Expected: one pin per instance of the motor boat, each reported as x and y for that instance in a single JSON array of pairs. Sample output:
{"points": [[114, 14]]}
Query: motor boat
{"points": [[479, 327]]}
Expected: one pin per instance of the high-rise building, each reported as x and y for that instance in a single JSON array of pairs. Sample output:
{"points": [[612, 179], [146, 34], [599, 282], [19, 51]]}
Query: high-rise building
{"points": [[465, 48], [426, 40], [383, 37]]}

+ + +

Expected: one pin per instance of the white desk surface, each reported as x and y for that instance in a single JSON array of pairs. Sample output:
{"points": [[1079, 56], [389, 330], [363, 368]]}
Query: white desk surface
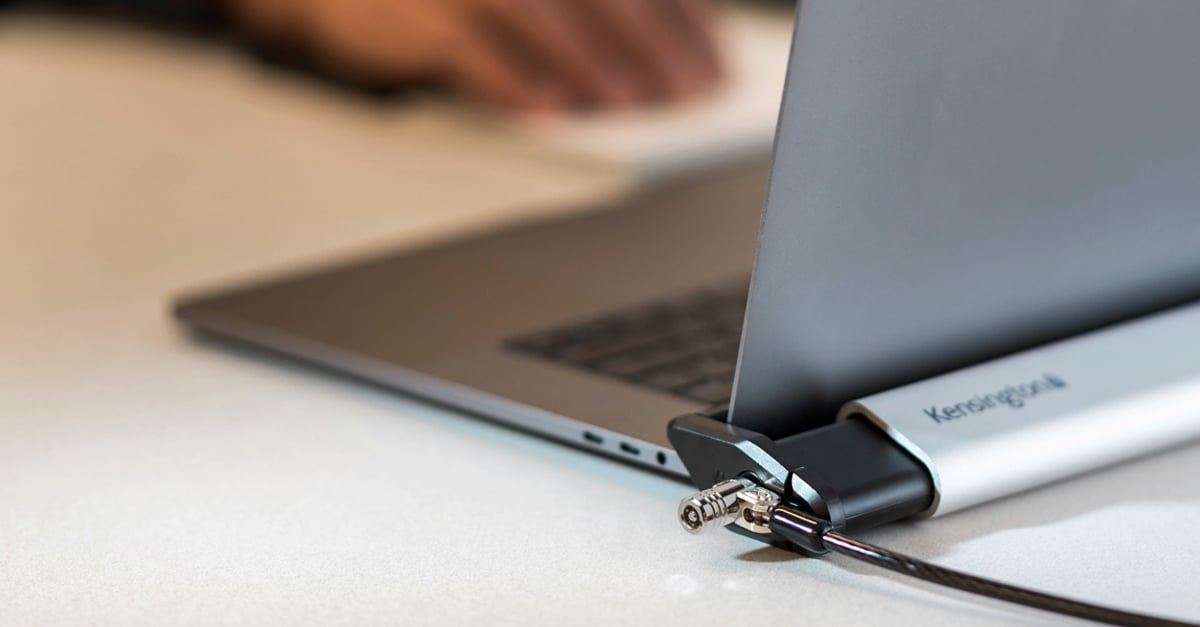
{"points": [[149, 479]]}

+ + +

→ **About this exercise**
Using the entries above, state how many lines contain the string "instance"; the number is all that is needed.

→ **Written response**
3